WHAT THIS EXERCISE ASKS
1. In the cellular tax passage, since about what year have the Department of Revenue and the Board of Finance and Revenue treated producers of electricity as manufacturers for Sales and Use Tax purposes?
2. Please list every item the cellular tax passage names as a purchase Taxpayer uses in providing Cellular Telecommunications Service.

QUOTED PASSAGE

────────────────────────────────────────

4. The Federal Communications Commission ('FCC') has granted Taxpayer licenses to provide Cellular Telecommunications Service over assigned frequencies, within each of Taxpayer's designated cellular service areas. The terms of the license require Taxpayer to construct and operate facilities and provide service throughout the designated service area within certain time deadlines.


10. In order to produce Cellular Telecommunications Service, Taxpayer purchases various items, including but not limited to the following, which are used in providing Cellular Telecommunications Service:

electricity for nonresidential use (sometimes referred to as "commercial electricity")

radio transmitting and receiving equipment

radio signal antennas

electronic signal filtering and processing equipment

electronic signal amplifiers

signal switching equipment

intrastate and interstate telephone service for nonresidential use

telecommunications services provided by entities other than Taxpayer

Each of these items constitutes tangible personal property for Sales and Use Tax purposes. (emphasis added).


37. Since about 1970, the Department of Revenue and the Board of Finance and Revenue have maintained and implemented a policy to treat producers of electricity as manufacturers for Sales and Use Tax purposes and have determined that the machinery, equipment and supplies used by a producer of electricity qualify for the manufacturing exclusion for Sales and use tax purposes....

────────────────────────────────────────

SUPPLIED MATERIAL
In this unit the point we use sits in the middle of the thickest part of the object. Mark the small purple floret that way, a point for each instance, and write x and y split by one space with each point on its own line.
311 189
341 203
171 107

────────────────────────────────────────

SET OF ANSWERS
1. Since about 1970.

2.
- electricity for nonresidential use (sometimes referred to as "commercial electricity")
- radio transmitting and receiving equipment
- radio signal antennas
- electronic signal filtering and processing equipment
- electronic signal amplifiers
- signal switching equipment
- intrastate and interstate telephone service for nonresidential use
- telecommunications services provided by entities other than Taxpayer